Highlights & Insights¶

Translating "Hard Constraints" into "Optimizable Soft Coupling": Cortical mapping is a zero-measure constraint that is nearly impossible to optimize directly. The authors softened it using a spherical intermediate domain and consistency energy. Gradient diffusion via trilinear interpolation allows the constraint to act effectively on the volume. This translation from continuous theory to discrete implementation is an elegant paradigm for "propagating surface constraints into volume."
Asymmetric Design: Heavy Training, Light Inference: Meshes, spheres, and segmentations serve as scaffolding for consistency supervision only during training. At inference, they are discarded, leaving only the 3D U-Net. This compresses a process that took 2.5 hours and relied on complex preprocessing into a millisecond-level step requiring only a single MRI—a qualitative shift in usability for large-scale population studies.
Unified Representation for Dual Geometries: Spheres handle the high-curvature cortical shell, while 3D grids handle the volume. Stitched by a single loss, this avoids the structural "serial-to-boundary" inconsistency found in CVS.

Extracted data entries
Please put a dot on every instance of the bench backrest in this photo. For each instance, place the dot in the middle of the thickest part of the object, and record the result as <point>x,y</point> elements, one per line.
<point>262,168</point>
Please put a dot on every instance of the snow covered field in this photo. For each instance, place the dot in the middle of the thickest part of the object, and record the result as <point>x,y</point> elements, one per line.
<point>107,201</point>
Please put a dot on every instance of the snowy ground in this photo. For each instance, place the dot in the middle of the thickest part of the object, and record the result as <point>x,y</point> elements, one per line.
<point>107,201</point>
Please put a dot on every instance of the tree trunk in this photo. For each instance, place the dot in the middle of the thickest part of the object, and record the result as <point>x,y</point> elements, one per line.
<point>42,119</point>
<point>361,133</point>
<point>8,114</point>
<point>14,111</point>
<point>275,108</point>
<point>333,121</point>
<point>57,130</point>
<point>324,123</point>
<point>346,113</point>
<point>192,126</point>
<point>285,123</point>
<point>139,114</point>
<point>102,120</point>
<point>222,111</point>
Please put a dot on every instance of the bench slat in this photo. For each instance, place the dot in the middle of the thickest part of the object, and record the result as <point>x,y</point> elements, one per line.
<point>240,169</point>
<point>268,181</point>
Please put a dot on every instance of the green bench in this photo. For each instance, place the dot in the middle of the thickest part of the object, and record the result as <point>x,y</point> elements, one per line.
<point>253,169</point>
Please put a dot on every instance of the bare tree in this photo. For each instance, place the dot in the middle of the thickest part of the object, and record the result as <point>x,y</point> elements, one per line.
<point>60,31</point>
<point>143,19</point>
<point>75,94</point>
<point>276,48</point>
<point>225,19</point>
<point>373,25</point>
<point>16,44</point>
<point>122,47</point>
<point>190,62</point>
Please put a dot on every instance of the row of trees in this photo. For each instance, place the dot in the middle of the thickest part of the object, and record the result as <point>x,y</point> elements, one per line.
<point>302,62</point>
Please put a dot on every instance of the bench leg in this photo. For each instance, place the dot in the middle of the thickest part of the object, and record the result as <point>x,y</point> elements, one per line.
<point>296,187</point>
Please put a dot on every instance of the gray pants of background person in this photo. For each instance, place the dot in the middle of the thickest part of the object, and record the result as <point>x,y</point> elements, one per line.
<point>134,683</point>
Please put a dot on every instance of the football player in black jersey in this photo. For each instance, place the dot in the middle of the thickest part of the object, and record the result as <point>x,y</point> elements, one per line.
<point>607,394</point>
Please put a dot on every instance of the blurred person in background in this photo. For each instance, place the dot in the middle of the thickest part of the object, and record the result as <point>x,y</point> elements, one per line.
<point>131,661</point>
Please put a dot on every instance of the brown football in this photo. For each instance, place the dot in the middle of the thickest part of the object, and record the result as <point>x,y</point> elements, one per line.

### [Prompt 1]
In the highlights passage, how long did the process take before it was compressed into a millisecond-level step?
### [Prompt 2]
Please list the things that, according to the highlights passage, serve as scaffolding for consistency supervision during training.

### [Task solution 1]
2.5 hours.

### [Task solution 2]
Meshes, spheres, and segmentations.